→ Do this: Can you format the entries from the line containing "[point] at the man's ear" through the end of the entries, both ends included, as a numbered list with any blank lines dropped?

-------- Available data

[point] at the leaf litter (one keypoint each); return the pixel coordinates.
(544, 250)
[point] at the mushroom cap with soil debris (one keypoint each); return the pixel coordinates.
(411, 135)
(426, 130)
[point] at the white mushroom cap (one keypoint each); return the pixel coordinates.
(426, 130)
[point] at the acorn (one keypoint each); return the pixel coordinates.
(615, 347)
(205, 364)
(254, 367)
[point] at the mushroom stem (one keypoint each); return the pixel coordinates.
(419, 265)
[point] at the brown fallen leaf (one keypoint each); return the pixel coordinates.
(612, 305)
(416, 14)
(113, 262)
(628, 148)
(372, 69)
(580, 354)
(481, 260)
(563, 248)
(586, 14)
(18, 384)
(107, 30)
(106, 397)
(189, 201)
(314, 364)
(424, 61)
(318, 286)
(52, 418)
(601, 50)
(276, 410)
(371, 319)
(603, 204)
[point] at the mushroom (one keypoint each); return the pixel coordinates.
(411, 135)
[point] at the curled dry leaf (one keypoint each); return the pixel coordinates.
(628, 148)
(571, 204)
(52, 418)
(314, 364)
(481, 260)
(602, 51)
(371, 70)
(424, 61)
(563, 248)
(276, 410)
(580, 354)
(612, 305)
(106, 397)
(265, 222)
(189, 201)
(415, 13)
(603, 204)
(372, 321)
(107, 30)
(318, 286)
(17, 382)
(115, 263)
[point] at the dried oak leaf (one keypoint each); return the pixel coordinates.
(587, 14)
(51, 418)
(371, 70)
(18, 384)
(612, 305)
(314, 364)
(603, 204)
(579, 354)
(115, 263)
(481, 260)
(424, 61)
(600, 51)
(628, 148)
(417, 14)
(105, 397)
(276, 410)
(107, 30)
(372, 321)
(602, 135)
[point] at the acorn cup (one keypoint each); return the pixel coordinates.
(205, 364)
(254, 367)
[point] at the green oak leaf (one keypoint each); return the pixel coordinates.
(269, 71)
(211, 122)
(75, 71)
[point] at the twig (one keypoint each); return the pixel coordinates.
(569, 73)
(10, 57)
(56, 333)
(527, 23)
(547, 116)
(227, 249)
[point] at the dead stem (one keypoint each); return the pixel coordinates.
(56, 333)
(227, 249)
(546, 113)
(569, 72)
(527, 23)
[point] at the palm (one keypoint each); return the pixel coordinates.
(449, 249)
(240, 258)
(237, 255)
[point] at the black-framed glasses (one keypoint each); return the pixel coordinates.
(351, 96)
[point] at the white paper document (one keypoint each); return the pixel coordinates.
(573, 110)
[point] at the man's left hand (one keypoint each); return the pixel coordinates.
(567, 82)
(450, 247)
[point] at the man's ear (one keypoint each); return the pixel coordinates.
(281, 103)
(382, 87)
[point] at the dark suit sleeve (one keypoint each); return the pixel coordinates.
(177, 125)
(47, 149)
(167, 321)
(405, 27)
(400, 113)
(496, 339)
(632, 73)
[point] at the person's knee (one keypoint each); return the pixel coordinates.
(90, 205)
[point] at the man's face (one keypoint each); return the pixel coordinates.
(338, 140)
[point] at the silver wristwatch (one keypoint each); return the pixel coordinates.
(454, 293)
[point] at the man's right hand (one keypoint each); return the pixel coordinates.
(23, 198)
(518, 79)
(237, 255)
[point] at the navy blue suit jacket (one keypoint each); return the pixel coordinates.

----------------

→ Output:
1. [point] at the man's ear (one keypoint each); return the pixel coordinates.
2. (281, 103)
3. (382, 87)
4. [point] at the dark suit sleeve (one keypoint each); return the pixel coordinates.
5. (177, 125)
6. (47, 149)
7. (167, 321)
8. (405, 27)
9. (400, 113)
10. (496, 339)
11. (632, 73)
12. [point] at the person's knee (one keypoint each); return the pixel coordinates.
13. (90, 205)
14. [point] at the man's face (one keypoint each); return the pixel coordinates.
15. (338, 140)
16. [point] at the silver wristwatch (one keypoint each); return the pixel coordinates.
17. (454, 293)
18. [point] at the man's right hand (one keypoint each); return the pixel coordinates.
19. (23, 198)
20. (518, 79)
21. (237, 255)
22. [point] at the navy blue suit jacket (one keypoint each); return the pixel coordinates.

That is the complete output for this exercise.